WHAT IS EXPECTED
From the passage about Dr. David Jayne, copy word for word the part from "Like many makers" to "in early 1958.".

PASSAGE FOR REVIEW
'''
About twelve o’clock on Saturday night, a fire was discovered in the roof of the Mansion House…kept by Mr. James London and owned by Dr. David Jayne. By prompt action of the firemen the flames were confined to the roof of the rear portion of the house. … The damage to the building was not heavy. … The boarders in the house were much frightened…though none left.

 

That got me wondering, “Who was Dr. David Jayne?” Born in Stroudsburg, Pennsylvania in 1799, Dr. Jayne studied medicine for four years, and at the ripe old age of 22(!), he began practice as a rural doctor (Figure 4). He supposedly introduced his own medicines around 1830 and sold such wonder cures as “Dr. Jayne’s Hair Tonic,” “Dr. D. Janye’s Sanative Pills” (used for “liver complaints, jaundice, dyspepsia, fevers, nervousness, impurity of the blood, inflammation, costiveness, pains in the head, breast, side of the back and the limbs”), and my favorite, “Jayne’s Vermifuge” for the expulsion of intestinal worms. An ad for that substance claimed “Children like Jayne’s Vermifuge – ‘It Tastes Good.’”

 

                

Figure 4 – Dr. David Jayne (1799-1866). Year of photo unknown. Source: Find-A-Grave.
Figure 4 – Dr. David Jayne (1799-1866). Year of photo unknown. Source: Find-A-Grave.

   

Like many makers of patent medicines, Dr. Jayne was a marketing guru. He is regarded as the first patent medicine manufacturer to publish an almanac to advertise his concoctions. First published in 1843, Dr. Jayne’s almanac would be printed for the next 90 years, far outlasting the life of its namesake.

 

In 1846, one of his sons and another family member joined the business, which was renamed “Dr. D Jayne & Son.” Patent medicines were selling so well that in 1850, Dr. Jayne built an eight-story building to house his business (Figure 5). Located at Second and Chestnut Streets, the Jayne Building was the tallest business building in Philadelphia. It would stand for more than 100 years until its demolition in early 1958.
'''
SUPPLIED DATA
'''
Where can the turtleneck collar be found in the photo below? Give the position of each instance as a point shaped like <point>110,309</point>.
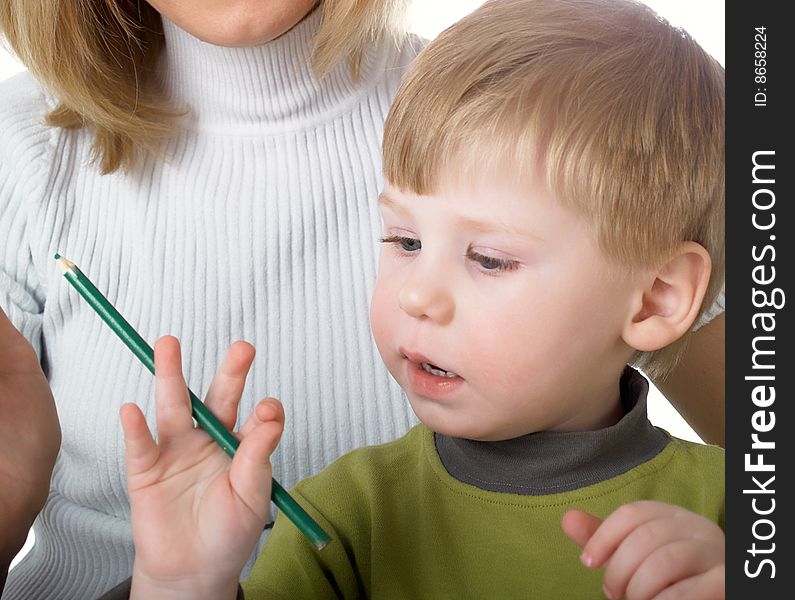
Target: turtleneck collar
<point>552,462</point>
<point>270,87</point>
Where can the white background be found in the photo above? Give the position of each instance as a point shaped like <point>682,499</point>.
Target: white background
<point>703,19</point>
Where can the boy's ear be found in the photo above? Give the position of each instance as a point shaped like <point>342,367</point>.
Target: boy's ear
<point>666,308</point>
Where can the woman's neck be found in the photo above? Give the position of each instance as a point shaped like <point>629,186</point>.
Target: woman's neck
<point>271,87</point>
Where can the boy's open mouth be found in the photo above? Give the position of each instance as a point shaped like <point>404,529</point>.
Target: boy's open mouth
<point>434,370</point>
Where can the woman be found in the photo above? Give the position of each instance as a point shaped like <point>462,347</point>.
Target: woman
<point>230,196</point>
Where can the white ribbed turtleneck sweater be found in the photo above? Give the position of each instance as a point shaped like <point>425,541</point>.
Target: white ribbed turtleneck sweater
<point>261,225</point>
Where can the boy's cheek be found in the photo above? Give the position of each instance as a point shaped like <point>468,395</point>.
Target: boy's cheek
<point>380,312</point>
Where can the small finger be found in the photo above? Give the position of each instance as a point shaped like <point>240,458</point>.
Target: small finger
<point>580,526</point>
<point>140,450</point>
<point>705,586</point>
<point>617,526</point>
<point>269,409</point>
<point>171,392</point>
<point>667,565</point>
<point>635,549</point>
<point>251,472</point>
<point>227,386</point>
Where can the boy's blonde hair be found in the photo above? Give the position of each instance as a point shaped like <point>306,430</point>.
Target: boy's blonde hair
<point>625,112</point>
<point>97,58</point>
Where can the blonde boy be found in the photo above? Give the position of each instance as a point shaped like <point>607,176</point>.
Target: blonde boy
<point>554,188</point>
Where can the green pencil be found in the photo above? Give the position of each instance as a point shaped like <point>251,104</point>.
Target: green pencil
<point>201,413</point>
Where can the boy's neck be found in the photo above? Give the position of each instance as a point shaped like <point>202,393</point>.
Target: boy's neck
<point>552,462</point>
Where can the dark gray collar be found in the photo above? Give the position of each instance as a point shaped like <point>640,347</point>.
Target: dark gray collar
<point>551,462</point>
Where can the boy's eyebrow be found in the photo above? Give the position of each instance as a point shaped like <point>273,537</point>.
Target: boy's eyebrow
<point>387,201</point>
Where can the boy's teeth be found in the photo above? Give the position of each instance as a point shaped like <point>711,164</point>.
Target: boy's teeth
<point>438,372</point>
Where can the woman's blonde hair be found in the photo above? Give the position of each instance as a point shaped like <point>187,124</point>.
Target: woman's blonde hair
<point>96,57</point>
<point>624,111</point>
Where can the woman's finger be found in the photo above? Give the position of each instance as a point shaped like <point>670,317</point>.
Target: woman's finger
<point>140,450</point>
<point>171,393</point>
<point>227,386</point>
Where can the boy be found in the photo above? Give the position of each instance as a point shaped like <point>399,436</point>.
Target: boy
<point>554,188</point>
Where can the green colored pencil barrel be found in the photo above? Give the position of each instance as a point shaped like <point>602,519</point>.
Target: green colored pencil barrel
<point>133,340</point>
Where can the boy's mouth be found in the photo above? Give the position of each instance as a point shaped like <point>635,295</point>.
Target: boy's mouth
<point>434,370</point>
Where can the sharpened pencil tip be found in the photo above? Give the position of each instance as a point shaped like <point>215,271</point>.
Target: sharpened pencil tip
<point>64,264</point>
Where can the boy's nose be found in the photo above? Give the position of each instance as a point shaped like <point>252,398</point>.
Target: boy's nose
<point>426,294</point>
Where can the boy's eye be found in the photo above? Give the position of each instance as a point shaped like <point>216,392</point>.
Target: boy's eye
<point>491,263</point>
<point>406,244</point>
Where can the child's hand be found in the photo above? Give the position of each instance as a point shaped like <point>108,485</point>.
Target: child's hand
<point>196,517</point>
<point>652,550</point>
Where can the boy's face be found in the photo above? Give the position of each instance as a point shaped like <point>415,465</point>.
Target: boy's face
<point>497,313</point>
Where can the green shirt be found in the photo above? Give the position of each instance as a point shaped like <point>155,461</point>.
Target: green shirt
<point>405,528</point>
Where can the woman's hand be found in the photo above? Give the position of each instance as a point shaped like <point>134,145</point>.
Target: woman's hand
<point>652,550</point>
<point>196,516</point>
<point>30,438</point>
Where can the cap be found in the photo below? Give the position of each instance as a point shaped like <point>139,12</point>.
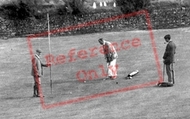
'''
RESULT FOR THIS EXERCISE
Like many makers of patent medicines, Dr. Jayne was a marketing guru. He is regarded as the first patent medicine manufacturer to publish an almanac to advertise his concoctions. First published in 1843, Dr. Jayne’s almanac would be printed for the next 90 years, far outlasting the life of its namesake.

 

In 1846, one of his sons and another family member joined the business, which was renamed “Dr. D Jayne & Son.” Patent medicines were selling so well that in 1850, Dr. Jayne built an eight-story building to house his business (Figure 5). Located at Second and Chestnut Streets, the Jayne Building was the tallest business building in Philadelphia. It would stand for more than 100 years until its demolition in early 1958.